Document excerpt:
I’m not sure this is supposed to be the IT department, anyway. I mean, even marketing liars need IT tools, right?
That’s true. It says “IT tools”, but not “IT people”. So maybe the original ad isn’t even as much pandering as I thought. In any case, advertisement is not required to depict reality.
Who you calling a tool?
Maybe I work in a sad sorry place, but I’ve never seen three people in suits smiling that big (says the girl for whom microsoft pays her mortgage).
…but who herself works for the government.
Maybe someone just told a hilarious joke about EPA and they’re all cracking up.

Records supplied:
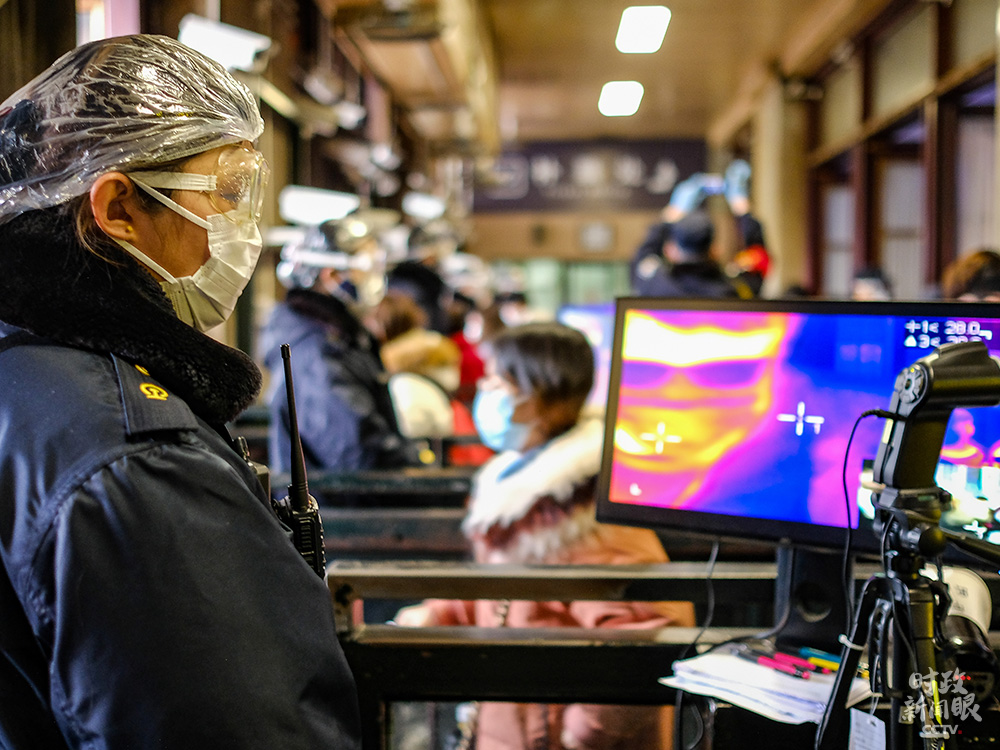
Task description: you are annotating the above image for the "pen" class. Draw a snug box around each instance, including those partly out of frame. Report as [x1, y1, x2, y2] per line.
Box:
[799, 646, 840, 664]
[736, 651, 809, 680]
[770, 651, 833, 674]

---

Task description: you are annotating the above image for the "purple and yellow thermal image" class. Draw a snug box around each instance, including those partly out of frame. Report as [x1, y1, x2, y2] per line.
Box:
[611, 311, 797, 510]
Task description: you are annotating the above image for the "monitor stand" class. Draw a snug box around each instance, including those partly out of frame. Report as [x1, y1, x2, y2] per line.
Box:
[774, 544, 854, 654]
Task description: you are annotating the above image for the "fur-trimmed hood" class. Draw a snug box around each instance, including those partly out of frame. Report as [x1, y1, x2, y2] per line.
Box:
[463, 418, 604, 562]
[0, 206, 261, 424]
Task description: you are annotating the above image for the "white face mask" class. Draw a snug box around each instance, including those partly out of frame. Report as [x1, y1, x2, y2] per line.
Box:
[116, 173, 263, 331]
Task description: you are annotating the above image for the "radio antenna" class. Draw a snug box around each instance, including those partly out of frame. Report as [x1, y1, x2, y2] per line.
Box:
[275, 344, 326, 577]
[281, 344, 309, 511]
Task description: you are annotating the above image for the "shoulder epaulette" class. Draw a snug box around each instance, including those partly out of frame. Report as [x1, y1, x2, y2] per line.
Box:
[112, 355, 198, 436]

The tasks:
a. Summarize the comment thread about the IT tools ad in two sentences.
b. Write the next part of the comment thread about the IT tools ad, picking up after its last comment.
The data has no connection to the comment thread about the IT tools ad.

Per-task outputs:
a. One commenter doubts the ad is meant to show the IT department, and another agrees, noting that it says "IT tools" rather than "IT people" and that advertisements need not depict reality. A commenter who has never seen three people in suits smile that big is answered with the suggestion that someone told a hilarious joke about EPA.

b.
My last client was the single most dismal working place I’ve ever been. The employees tended to be hopeless, depressed, and working harder to find a new job than to solve any sanctioned problems. One said he thought Dilbert was funny until he started there, at which point he decided it was a documentary. Workers there had more sympathy with Office Space than I’d seen before. Among the mottos there was “Failure Is Not Optional”. Even so, at times people would get together and smile, and laugh. It was the humor of desperation, prompted by the clear understanding that everything they did would be thrown away and that we had no prayer of achieving anything, but it was still laughter and smiles! So maybe, just maybe, the people in the ad are smiling so big because they just heard the new project schedule, or had just returned from a bigger meeting run by a buzzword-compliant clown who told them they were all “rock stars” but that their previously “critical” project was being “put on the shelf (not canceled!)”. It’s all funny if you don’t need to succeed.